Dataset excerpt
━━━━━━━━━━
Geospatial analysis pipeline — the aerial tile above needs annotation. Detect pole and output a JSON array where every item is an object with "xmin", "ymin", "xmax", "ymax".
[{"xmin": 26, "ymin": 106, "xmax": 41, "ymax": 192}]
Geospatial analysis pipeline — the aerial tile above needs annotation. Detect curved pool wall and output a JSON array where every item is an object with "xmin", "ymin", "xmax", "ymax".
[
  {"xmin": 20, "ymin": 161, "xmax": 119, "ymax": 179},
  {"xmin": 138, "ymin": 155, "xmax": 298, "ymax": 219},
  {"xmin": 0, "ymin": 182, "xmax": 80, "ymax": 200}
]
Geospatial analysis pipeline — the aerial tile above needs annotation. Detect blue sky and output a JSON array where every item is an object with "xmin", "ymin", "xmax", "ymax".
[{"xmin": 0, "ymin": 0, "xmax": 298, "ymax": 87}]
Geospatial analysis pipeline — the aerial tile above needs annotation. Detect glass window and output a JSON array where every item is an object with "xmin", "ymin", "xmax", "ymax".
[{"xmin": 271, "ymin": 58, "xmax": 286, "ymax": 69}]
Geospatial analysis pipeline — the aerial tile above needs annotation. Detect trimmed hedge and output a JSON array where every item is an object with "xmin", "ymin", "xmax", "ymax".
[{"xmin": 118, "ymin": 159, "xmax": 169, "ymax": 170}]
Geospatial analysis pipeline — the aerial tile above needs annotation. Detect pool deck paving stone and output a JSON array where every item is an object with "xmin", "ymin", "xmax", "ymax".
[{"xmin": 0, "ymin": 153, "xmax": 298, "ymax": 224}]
━━━━━━━━━━
→ Direction:
Reproduce the rows from the one containing "annotation. Detect pool" through the end of the rows above, requests included. Multiply every bounding-box coordinate in the answers by 2.55 and round to whole numbers, halves up, leaving the requests and their sample formats unchanged.

→ Finished answer:
Geospatial analysis pipeline — the aerial tile above needs annotation. Detect pool deck paving stone and output a JSON array where every item is an object with "xmin", "ymin", "xmax", "ymax".
[{"xmin": 0, "ymin": 390, "xmax": 760, "ymax": 571}]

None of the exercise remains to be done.